***** Exercise inputs

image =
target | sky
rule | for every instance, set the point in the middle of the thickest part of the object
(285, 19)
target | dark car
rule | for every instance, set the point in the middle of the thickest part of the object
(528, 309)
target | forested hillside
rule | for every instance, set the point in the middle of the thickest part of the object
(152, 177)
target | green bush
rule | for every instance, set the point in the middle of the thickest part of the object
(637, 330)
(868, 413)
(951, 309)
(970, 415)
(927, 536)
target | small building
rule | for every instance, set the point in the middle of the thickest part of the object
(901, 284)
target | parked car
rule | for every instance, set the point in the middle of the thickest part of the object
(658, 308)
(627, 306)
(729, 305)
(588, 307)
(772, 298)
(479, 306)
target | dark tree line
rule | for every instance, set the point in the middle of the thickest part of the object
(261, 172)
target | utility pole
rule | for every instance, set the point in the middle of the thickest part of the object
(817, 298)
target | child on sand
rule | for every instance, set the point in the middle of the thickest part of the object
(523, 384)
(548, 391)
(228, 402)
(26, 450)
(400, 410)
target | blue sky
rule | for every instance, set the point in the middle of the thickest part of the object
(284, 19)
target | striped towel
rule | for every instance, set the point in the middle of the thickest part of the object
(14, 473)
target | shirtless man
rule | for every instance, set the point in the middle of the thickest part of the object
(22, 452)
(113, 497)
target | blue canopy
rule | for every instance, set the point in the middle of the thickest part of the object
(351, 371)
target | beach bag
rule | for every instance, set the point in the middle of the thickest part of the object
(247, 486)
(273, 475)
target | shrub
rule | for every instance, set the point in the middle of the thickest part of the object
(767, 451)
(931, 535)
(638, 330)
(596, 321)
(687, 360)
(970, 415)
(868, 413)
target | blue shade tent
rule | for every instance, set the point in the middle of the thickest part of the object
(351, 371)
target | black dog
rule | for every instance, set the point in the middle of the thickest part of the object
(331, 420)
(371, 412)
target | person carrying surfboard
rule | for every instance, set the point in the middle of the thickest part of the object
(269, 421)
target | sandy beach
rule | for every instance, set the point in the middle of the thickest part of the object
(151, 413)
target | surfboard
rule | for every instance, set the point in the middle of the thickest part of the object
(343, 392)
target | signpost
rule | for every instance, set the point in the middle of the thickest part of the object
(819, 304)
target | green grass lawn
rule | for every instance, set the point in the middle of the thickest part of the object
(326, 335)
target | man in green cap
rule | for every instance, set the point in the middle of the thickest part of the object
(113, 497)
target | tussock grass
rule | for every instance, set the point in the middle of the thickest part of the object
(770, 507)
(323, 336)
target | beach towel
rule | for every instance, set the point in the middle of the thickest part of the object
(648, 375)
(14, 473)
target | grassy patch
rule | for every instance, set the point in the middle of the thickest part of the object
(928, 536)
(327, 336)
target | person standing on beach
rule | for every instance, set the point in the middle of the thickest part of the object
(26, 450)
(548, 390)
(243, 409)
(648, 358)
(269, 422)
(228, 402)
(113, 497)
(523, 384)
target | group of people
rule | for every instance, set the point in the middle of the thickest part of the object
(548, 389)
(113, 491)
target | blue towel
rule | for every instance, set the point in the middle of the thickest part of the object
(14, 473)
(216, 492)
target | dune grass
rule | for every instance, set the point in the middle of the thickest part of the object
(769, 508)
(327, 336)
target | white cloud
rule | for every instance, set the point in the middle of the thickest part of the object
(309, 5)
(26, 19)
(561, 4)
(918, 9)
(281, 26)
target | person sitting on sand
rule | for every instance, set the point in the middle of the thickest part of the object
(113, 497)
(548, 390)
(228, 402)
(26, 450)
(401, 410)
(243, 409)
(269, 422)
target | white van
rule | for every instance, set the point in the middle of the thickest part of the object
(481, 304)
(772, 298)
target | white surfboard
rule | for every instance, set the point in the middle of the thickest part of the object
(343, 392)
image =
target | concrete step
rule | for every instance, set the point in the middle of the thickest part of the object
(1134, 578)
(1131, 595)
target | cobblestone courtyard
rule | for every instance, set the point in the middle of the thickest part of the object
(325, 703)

**********

▶ [Work task] Produce an exact copy of all the records.

▶ [Completed task]
image =
target | sky
rule | for every instance, set the point in the middle of the thickest part of the object
(285, 19)
target | dark car
rule | for every instance, set the point in the middle of the thickest part of the object
(528, 309)
target | forested hillside
rule | for every instance, set the point in the middle of the thickest part of the object
(152, 177)
target | green bush
rule | for every instance, set the point in the middle of the thickest part of the object
(637, 330)
(868, 413)
(951, 309)
(970, 415)
(927, 536)
target | small building
rule | for every instance, set the point in the middle of the thickest part of the object
(901, 284)
target | parked car
rule | for every instance, set the point in the middle of the thickest part of the object
(658, 308)
(627, 306)
(729, 305)
(588, 307)
(772, 298)
(479, 306)
target | dark tree line
rule | for every instance, set the point in the middle of the thickest part of the object
(261, 172)
target | utility pole
rule | for every instance, set the point in the middle of the thickest part of the object
(817, 298)
target | child on sand
rule | for every instance, set the point in the middle of the thickest part of the object
(523, 384)
(548, 391)
(228, 402)
(26, 450)
(400, 410)
target | blue sky
rule | for every instance, set the point in the middle of the thickest part of the object
(284, 19)
target | striped towel
rule | for every instance, set the point in the middle of the thickest part of the object
(14, 473)
target | shirtless man
rule | for every instance, set the point in the middle of the thickest part of the object
(22, 452)
(113, 497)
target | blue canopy
rule | for every instance, set the point in the middle of the thickest part of the object
(351, 371)
target | beach bag
rule | for every instance, set the point in the middle of the thickest part of the object
(247, 486)
(273, 475)
target | shrub
rule | for every instance, set the point in the middle of the thickest part of the object
(767, 451)
(931, 535)
(638, 330)
(596, 321)
(687, 360)
(970, 415)
(868, 413)
target | blue shade tent
rule | for every instance, set the point in the middle of the thickest part of the object
(351, 371)
target | black dog
rule | for every instance, set the point in the middle of the thickest part of the object
(331, 420)
(371, 412)
target | person carrying surfboard
rule | for every instance, set the point in the middle of the thickest part of the object
(269, 421)
target | sandy beach
rule | for every instance, set the point in the middle of the thickest part of the object
(151, 413)
target | surfboard
rule | for every instance, set the point in the middle of the thickest part of the object
(343, 392)
target | signpost
rule | for every instance, set the point in the middle of the thickest part of the object
(819, 304)
target | green grass lawn
rule | for every instance, set the point in the middle of the thickest part of the object
(326, 335)
target | man in green cap
rule | for every instance, set the point in the middle of the thickest part of the object
(113, 497)
target | tussock grass
rule | for every instance, set the point in the middle of the thickest part of the object
(770, 507)
(323, 336)
target | beach towel
rule | for every instance, set the point in the middle of the thickest part of the object
(648, 375)
(14, 473)
target | grassy patch
rule | for every instance, set the point in the middle of the thickest part of the object
(928, 536)
(327, 336)
target | person standing on beach
rule | for every instance, set the point in the middle of the thickest part of the object
(26, 450)
(548, 390)
(243, 409)
(648, 358)
(269, 422)
(228, 402)
(113, 497)
(523, 384)
target | group of people
rule | for every instance, set the point in the middle of the thickest part of the object
(548, 389)
(113, 491)
target | blue towel
rule | for every instance, set the point in the middle of the thickest part of the object
(14, 473)
(216, 492)
target | dune grass
rule | for every instance, set the point in the middle of the thickest part of the object
(769, 508)
(327, 336)
target | white cloud
rule | for every instance, set the point in the middle of the thickest part of the object
(309, 5)
(26, 19)
(561, 4)
(918, 9)
(281, 26)
target | person sitting on sand
rule | for every instance, set the point in the middle of the thickest part of the object
(113, 497)
(548, 390)
(228, 402)
(26, 450)
(401, 410)
(243, 409)
(269, 422)
target | white van
rule | for every instance, set the point in the middle of the thickest part of the object
(481, 304)
(772, 298)
target | white surfboard
rule | for every instance, set the point in the middle of the thickest part of the object
(343, 392)
image =
target | concrete step
rule | for every instance, set the point in the middle of the thickest part of the object
(1134, 578)
(1131, 595)
target | cobblestone courtyard
rule | for every instance, set the point in the middle of the thickest part of the object
(325, 703)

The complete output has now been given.